*What is being asked*: Please reproduce the listing below word for word, from the line with "the camel's tail." to the line with "709 217 1303 661", including both of those lines.

*Raw data*:

* * * * *

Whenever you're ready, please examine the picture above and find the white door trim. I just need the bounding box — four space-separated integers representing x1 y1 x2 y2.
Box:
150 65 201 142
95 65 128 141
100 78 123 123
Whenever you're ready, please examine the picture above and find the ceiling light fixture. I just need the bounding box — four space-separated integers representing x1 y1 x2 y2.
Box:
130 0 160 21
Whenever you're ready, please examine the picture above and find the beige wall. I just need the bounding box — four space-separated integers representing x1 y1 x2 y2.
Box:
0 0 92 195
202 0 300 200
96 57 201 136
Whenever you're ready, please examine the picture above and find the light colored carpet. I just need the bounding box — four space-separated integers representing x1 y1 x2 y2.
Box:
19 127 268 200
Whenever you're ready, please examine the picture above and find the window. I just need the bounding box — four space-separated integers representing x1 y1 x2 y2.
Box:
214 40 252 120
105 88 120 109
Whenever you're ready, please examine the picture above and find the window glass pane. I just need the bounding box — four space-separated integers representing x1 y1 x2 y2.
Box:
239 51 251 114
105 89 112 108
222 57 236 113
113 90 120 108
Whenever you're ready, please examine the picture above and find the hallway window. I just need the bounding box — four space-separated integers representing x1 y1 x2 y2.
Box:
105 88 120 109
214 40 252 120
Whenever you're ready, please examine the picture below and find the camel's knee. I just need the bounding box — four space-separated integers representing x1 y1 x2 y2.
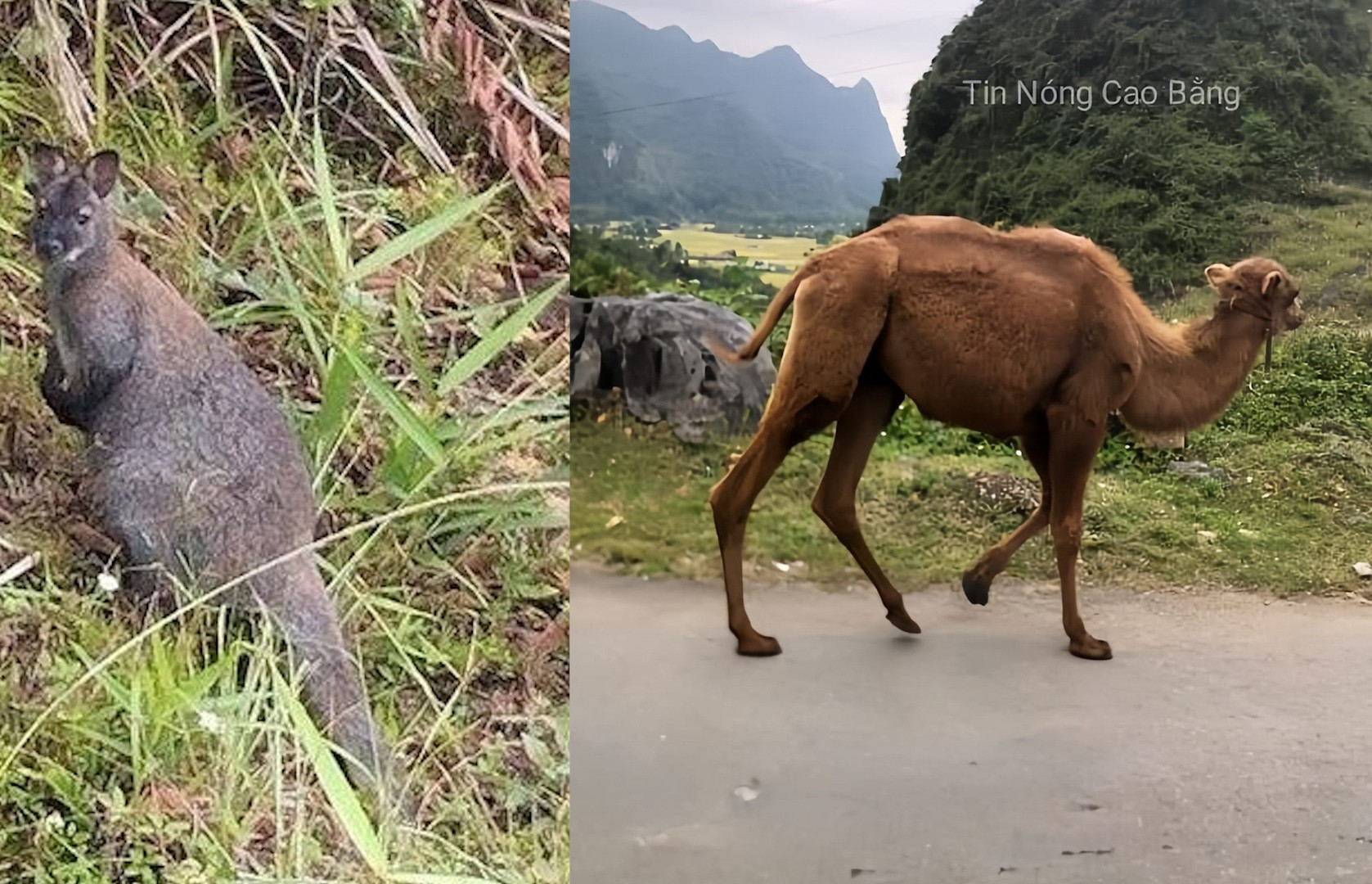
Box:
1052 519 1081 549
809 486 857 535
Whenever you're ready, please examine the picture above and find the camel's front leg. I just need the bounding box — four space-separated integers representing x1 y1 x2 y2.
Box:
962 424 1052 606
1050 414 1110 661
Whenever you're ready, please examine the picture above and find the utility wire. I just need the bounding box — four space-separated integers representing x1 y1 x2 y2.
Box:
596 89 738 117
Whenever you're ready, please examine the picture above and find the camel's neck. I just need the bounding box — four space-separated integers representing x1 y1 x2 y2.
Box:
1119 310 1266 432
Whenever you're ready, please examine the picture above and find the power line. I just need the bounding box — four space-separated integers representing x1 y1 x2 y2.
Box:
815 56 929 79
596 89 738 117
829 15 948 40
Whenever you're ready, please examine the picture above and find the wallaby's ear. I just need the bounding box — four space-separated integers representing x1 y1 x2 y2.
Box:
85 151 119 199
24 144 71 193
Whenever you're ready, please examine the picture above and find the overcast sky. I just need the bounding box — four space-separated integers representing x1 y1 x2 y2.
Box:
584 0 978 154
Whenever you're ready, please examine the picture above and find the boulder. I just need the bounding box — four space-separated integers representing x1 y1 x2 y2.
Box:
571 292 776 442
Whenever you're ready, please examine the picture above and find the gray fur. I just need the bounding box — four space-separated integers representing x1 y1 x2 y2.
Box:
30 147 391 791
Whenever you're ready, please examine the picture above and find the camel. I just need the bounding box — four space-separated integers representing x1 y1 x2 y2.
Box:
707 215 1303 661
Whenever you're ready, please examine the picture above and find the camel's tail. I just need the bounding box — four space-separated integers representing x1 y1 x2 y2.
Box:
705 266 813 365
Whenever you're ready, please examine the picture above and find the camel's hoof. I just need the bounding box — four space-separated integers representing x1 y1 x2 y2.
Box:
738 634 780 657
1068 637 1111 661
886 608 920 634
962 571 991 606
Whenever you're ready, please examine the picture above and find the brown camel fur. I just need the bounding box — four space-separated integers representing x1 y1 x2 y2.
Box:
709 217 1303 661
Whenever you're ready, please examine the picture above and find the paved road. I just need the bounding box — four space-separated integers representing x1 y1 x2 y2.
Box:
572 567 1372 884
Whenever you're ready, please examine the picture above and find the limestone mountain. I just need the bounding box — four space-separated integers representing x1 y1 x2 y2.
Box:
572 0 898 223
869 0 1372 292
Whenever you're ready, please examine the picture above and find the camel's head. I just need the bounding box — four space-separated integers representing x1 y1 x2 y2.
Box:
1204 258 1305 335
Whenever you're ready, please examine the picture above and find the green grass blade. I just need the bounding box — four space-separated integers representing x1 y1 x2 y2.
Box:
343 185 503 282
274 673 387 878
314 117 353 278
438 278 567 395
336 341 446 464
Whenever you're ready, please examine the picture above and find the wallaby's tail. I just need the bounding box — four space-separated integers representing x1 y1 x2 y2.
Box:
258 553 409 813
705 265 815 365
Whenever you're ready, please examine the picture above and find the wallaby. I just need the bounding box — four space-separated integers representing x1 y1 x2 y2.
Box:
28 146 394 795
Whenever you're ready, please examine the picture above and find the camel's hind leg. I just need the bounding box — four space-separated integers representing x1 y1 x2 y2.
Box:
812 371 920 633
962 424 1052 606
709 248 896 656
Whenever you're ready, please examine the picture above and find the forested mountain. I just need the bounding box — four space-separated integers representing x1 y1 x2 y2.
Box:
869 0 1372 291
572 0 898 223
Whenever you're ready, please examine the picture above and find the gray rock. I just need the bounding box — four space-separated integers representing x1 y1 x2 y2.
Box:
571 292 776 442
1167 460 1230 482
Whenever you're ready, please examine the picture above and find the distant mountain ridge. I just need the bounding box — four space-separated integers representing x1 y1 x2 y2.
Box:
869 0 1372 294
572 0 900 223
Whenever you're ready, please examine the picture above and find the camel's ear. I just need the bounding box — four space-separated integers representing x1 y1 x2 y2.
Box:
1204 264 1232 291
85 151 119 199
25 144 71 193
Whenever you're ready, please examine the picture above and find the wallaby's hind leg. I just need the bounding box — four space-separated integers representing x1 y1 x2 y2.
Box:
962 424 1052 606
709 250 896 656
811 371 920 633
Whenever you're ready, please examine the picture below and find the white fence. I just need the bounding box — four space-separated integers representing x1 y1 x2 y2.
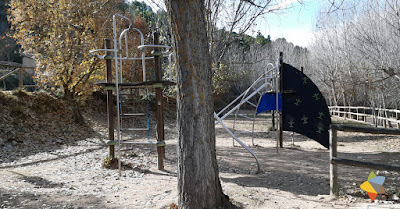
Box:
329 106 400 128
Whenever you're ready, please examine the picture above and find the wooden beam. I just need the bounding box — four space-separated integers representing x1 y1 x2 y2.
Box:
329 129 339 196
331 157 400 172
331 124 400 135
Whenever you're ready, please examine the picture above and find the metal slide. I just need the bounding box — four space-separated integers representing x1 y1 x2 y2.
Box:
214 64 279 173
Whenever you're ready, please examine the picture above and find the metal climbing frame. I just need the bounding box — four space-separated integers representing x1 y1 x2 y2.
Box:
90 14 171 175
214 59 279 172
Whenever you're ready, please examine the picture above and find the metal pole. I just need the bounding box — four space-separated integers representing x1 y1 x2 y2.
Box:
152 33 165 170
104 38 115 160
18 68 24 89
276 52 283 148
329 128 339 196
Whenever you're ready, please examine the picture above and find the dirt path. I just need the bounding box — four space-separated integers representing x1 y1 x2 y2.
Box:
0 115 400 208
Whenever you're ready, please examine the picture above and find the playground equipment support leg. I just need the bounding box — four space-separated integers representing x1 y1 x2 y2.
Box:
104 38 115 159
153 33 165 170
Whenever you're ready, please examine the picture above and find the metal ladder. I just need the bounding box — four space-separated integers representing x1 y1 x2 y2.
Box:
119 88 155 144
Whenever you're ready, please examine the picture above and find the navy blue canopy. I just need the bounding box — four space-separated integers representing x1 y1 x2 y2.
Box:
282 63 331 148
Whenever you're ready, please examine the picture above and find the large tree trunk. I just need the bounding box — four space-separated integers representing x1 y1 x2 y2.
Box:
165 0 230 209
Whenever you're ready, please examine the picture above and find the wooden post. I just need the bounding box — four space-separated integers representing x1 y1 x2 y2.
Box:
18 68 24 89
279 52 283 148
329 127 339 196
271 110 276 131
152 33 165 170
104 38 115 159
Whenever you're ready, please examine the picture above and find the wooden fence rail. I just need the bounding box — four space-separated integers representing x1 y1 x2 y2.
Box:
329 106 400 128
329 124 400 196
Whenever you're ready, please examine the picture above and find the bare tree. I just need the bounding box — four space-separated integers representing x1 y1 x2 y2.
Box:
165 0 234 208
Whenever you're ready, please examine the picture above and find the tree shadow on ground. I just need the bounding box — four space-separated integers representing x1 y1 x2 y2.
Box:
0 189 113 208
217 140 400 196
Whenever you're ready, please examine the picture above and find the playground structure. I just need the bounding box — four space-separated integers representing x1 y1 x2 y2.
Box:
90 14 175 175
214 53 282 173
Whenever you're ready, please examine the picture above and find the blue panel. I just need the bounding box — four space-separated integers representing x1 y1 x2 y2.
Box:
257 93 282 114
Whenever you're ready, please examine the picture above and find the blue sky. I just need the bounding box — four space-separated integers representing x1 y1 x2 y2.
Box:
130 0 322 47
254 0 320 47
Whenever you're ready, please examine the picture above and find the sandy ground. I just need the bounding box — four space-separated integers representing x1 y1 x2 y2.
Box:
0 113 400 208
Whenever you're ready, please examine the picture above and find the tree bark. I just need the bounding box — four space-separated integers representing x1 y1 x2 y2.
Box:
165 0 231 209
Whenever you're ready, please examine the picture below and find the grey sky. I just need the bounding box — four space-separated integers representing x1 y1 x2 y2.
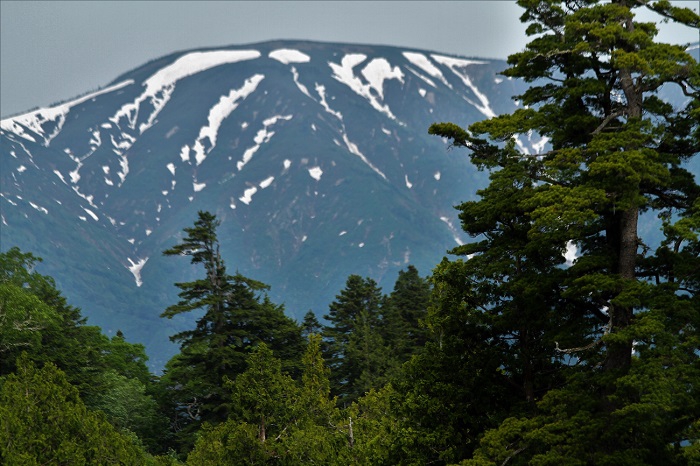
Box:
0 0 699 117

* * * * *

*Solution to this exercise*:
Whenever you're ready, please examine the picture above and find the camel's tail. I just need the bounding box — four space-separated integers representing x1 y1 x2 y2.
Box:
705 266 813 365
Whenever you're ready, please examine the picture above and find the camel's hoof. I just need the bounding box — four space-separated integers representing x1 y1 x2 y2.
Box:
738 634 780 657
1068 637 1111 661
886 608 920 634
962 571 991 606
Whenever you're ready, please examine the picture above and find the brown camel fur. I just need the bounding box — four space-separated integers representing x1 y1 x2 y2.
Box:
709 217 1303 661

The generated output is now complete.